** Start of RECORD EXTRACTS **
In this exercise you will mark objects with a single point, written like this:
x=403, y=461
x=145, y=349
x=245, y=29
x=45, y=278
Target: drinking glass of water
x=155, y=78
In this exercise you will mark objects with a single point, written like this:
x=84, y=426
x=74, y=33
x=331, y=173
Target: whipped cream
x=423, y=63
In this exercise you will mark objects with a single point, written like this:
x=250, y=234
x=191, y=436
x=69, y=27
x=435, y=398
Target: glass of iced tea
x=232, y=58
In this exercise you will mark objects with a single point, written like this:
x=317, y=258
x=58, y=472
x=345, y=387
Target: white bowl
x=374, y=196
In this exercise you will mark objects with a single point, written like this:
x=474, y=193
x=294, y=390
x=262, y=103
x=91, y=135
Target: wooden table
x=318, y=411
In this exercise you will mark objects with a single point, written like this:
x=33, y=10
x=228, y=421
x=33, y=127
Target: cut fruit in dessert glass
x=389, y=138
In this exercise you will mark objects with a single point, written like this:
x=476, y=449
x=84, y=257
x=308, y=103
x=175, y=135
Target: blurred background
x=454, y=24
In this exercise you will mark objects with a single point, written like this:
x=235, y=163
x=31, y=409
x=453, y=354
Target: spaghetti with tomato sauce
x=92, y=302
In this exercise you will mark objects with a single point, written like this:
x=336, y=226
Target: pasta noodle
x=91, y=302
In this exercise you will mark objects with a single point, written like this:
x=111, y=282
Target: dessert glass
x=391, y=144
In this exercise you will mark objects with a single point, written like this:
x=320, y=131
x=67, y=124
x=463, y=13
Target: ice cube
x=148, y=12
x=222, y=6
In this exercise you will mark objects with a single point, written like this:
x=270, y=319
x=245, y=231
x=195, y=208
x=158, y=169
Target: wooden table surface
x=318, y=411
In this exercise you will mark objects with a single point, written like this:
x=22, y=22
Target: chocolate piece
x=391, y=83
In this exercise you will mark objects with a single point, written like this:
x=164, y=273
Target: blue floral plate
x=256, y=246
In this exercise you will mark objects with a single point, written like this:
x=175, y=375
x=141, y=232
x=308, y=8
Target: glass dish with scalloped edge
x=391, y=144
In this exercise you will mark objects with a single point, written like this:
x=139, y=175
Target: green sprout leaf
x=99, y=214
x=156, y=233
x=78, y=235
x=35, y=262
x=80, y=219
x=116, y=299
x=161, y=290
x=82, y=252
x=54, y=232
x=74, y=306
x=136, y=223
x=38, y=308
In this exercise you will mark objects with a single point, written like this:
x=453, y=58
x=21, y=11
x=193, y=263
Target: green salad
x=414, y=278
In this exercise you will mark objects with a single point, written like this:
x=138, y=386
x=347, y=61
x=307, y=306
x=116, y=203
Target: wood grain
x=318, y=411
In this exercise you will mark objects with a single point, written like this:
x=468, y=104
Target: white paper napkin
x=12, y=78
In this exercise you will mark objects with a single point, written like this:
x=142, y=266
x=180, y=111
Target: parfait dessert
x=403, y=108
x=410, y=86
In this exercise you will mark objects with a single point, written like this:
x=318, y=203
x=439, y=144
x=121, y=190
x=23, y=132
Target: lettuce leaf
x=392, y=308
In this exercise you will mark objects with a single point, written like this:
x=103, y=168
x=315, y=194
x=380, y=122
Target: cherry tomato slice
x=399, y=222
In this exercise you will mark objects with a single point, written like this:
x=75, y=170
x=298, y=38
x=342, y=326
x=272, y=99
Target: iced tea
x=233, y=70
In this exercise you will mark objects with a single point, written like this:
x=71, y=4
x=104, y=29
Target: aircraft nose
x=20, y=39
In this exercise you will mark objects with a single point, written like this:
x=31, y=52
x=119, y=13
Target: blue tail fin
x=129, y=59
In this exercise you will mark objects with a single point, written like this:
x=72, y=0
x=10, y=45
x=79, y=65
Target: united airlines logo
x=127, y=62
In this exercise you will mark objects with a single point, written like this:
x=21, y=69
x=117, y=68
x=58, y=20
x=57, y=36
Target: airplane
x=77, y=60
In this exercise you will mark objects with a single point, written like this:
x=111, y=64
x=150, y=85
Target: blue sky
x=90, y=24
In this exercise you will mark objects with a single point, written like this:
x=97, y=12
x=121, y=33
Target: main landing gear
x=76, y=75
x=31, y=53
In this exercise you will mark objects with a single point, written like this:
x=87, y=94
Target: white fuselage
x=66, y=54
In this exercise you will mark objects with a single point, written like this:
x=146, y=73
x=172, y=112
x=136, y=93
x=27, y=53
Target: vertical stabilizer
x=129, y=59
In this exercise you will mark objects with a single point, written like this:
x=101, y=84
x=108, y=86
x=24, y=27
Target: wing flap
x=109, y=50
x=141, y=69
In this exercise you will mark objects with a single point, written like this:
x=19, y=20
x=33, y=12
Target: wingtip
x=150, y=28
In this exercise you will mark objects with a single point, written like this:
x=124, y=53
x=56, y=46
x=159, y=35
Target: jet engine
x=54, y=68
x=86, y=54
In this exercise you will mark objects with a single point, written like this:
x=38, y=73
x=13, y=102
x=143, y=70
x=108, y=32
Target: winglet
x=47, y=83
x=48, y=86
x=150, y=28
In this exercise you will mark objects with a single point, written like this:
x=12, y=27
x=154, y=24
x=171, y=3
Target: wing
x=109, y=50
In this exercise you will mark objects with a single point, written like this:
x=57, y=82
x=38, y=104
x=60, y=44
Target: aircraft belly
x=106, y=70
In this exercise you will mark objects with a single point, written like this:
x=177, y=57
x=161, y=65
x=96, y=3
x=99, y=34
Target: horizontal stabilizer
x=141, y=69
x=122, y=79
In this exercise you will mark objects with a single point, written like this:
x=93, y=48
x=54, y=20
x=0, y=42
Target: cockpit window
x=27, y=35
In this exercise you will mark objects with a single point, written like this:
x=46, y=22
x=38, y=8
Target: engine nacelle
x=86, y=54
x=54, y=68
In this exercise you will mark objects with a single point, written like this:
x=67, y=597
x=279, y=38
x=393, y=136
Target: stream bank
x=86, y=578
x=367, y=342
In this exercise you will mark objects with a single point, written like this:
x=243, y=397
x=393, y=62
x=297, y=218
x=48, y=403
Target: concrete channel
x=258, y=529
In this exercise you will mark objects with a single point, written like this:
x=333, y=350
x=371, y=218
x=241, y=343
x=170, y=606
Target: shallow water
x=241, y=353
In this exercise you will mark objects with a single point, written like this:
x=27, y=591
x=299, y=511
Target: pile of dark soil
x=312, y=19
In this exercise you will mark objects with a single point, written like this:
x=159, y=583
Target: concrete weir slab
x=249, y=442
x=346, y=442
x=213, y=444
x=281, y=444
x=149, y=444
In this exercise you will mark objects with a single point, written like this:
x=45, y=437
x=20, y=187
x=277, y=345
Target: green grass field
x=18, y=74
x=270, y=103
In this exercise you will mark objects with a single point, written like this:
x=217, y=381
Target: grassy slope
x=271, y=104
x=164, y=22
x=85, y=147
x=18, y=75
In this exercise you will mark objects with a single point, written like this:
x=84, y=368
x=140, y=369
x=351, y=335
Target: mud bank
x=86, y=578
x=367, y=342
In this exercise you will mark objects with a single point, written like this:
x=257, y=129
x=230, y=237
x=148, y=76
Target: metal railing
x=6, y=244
** End of RECORD EXTRACTS **
EXERCISE OBJECTIVE:
Write each line above out exactly.

FULL ANSWER:
In this exercise you will mark objects with a single point, written like this:
x=403, y=461
x=145, y=349
x=245, y=29
x=45, y=278
Target: drinking glass of water
x=155, y=78
In this exercise you will mark objects with a single point, written like this:
x=84, y=426
x=74, y=33
x=331, y=173
Target: whipped cream
x=423, y=63
In this exercise you will mark objects with a single point, written like this:
x=250, y=234
x=191, y=436
x=69, y=27
x=435, y=398
Target: glass of iced tea
x=232, y=58
In this exercise you will mark objects with a single point, written like this:
x=317, y=258
x=58, y=472
x=345, y=387
Target: white bowl
x=374, y=196
In this exercise you will mark objects with a single point, written like this:
x=474, y=193
x=294, y=390
x=262, y=103
x=91, y=135
Target: wooden table
x=318, y=411
In this exercise you will mark objects with a single point, written like this:
x=33, y=10
x=228, y=421
x=33, y=127
Target: cut fruit in dessert glass
x=389, y=138
In this exercise you will mark objects with a single point, written like this:
x=476, y=449
x=84, y=257
x=308, y=103
x=175, y=135
Target: blurred background
x=454, y=24
In this exercise you will mark objects with a single point, written like this:
x=235, y=163
x=31, y=409
x=453, y=354
Target: spaghetti with tomato sauce
x=92, y=302
In this exercise you will mark objects with a single point, written like this:
x=336, y=226
Target: pasta noodle
x=91, y=302
In this exercise you will mark objects with a single point, written like this:
x=111, y=282
Target: dessert glass
x=391, y=144
In this exercise you will mark objects with a single point, written like this:
x=320, y=131
x=67, y=124
x=463, y=13
Target: ice cube
x=148, y=12
x=222, y=6
In this exercise you will mark objects with a single point, written like this:
x=270, y=319
x=245, y=231
x=195, y=208
x=158, y=169
Target: wooden table surface
x=318, y=411
In this exercise you will mark objects with a single point, written like this:
x=22, y=22
Target: chocolate piece
x=391, y=83
In this exercise you will mark objects with a single point, written like this:
x=164, y=273
Target: blue floral plate
x=256, y=246
In this exercise you will mark objects with a single point, written like this:
x=175, y=375
x=141, y=232
x=308, y=8
Target: glass dish with scalloped edge
x=391, y=144
In this exercise you will mark objects with a single point, written like this:
x=139, y=175
Target: green sprout leaf
x=99, y=214
x=156, y=233
x=78, y=235
x=35, y=262
x=80, y=219
x=116, y=299
x=161, y=290
x=82, y=252
x=54, y=232
x=74, y=306
x=136, y=223
x=38, y=308
In this exercise you will mark objects with a single point, written like this:
x=453, y=58
x=21, y=11
x=193, y=263
Target: green salad
x=414, y=278
In this exercise you will mark objects with a single point, written like this:
x=138, y=386
x=347, y=61
x=307, y=306
x=116, y=203
Target: wood grain
x=318, y=411
In this exercise you will mark objects with a single point, written like this:
x=468, y=104
Target: white paper napkin
x=12, y=78
In this exercise you will mark objects with a single point, written like this:
x=142, y=266
x=180, y=111
Target: parfait dessert
x=403, y=108
x=410, y=86
In this exercise you will mark objects with a single point, written like this:
x=318, y=203
x=439, y=144
x=121, y=190
x=23, y=132
Target: lettuce leaf
x=392, y=308
In this exercise you will mark objects with a single point, written like this:
x=103, y=168
x=315, y=194
x=380, y=122
Target: cherry tomato slice
x=399, y=222
In this exercise you will mark objects with a single point, written like this:
x=75, y=170
x=298, y=38
x=342, y=326
x=272, y=99
Target: iced tea
x=233, y=70
In this exercise you will mark objects with a single point, written like this:
x=71, y=4
x=104, y=29
Target: aircraft nose
x=20, y=39
In this exercise you will mark objects with a single point, written like this:
x=31, y=52
x=119, y=13
Target: blue tail fin
x=129, y=59
In this exercise you will mark objects with a single point, written like this:
x=72, y=0
x=10, y=45
x=79, y=65
Target: united airlines logo
x=127, y=62
In this exercise you will mark objects with a single point, written like this:
x=21, y=69
x=117, y=68
x=58, y=20
x=57, y=36
Target: airplane
x=77, y=60
In this exercise you will mark objects with a single point, written like this:
x=111, y=64
x=150, y=85
Target: blue sky
x=90, y=24
In this exercise you will mark objects with a single point, written like this:
x=97, y=12
x=121, y=33
Target: main landing gear
x=76, y=75
x=31, y=53
In this exercise you will mark objects with a single point, written like this:
x=87, y=94
Target: white fuselage
x=66, y=54
In this exercise you will mark objects with a single point, written like this:
x=146, y=73
x=172, y=112
x=136, y=93
x=27, y=53
Target: vertical stabilizer
x=129, y=59
In this exercise you will mark objects with a single point, written like this:
x=101, y=84
x=108, y=86
x=24, y=27
Target: wing flap
x=109, y=50
x=141, y=69
In this exercise you will mark objects with a single point, written like this:
x=19, y=20
x=33, y=12
Target: wingtip
x=150, y=28
In this exercise you will mark objects with a single point, written like this:
x=124, y=53
x=56, y=46
x=159, y=35
Target: jet engine
x=54, y=68
x=86, y=54
In this exercise you will mark objects with a single point, written like this:
x=38, y=73
x=13, y=102
x=143, y=70
x=108, y=32
Target: winglet
x=47, y=83
x=48, y=86
x=150, y=28
In this exercise you will mark objects with a single point, written like this:
x=12, y=27
x=154, y=24
x=171, y=3
Target: wing
x=109, y=50
In this exercise you will mark objects with a single point, written like this:
x=57, y=82
x=38, y=104
x=60, y=44
Target: aircraft belly
x=106, y=70
In this exercise you will mark objects with a single point, written like this:
x=177, y=57
x=161, y=65
x=96, y=3
x=99, y=34
Target: horizontal stabilizer
x=141, y=69
x=122, y=79
In this exercise you will mark objects with a single point, written like this:
x=93, y=48
x=54, y=20
x=0, y=42
Target: cockpit window
x=27, y=35
In this exercise you will mark objects with a single point, written like this:
x=46, y=22
x=38, y=8
Target: engine nacelle
x=86, y=54
x=54, y=68
In this exercise you will mark objects with a single point, written like this:
x=67, y=597
x=279, y=38
x=393, y=136
Target: stream bank
x=86, y=578
x=367, y=342
In this exercise you will mark objects with a single point, written like this:
x=243, y=397
x=393, y=62
x=297, y=218
x=48, y=403
Target: concrete channel
x=258, y=529
In this exercise you will mark objects with a single point, written like this:
x=333, y=350
x=371, y=218
x=241, y=343
x=170, y=606
Target: shallow water
x=241, y=353
In this exercise you will mark objects with a single point, written like this:
x=27, y=591
x=299, y=511
Target: pile of dark soil
x=312, y=19
In this exercise you will mark objects with a single point, written like this:
x=159, y=583
Target: concrete weir slab
x=249, y=442
x=346, y=442
x=213, y=444
x=281, y=444
x=149, y=444
In this exercise you will mark objects with a single point, written like this:
x=45, y=437
x=20, y=187
x=277, y=345
Target: green grass field
x=18, y=74
x=270, y=103
In this exercise you will mark objects with a single point, written like this:
x=217, y=381
Target: grassy slope
x=271, y=104
x=164, y=22
x=85, y=147
x=18, y=75
In this exercise you will mark objects with a single point, written like this:
x=84, y=368
x=140, y=369
x=351, y=335
Target: mud bank
x=86, y=578
x=367, y=342
In this exercise you will mark objects with a single point, written like this:
x=257, y=129
x=230, y=237
x=148, y=76
Target: metal railing
x=6, y=244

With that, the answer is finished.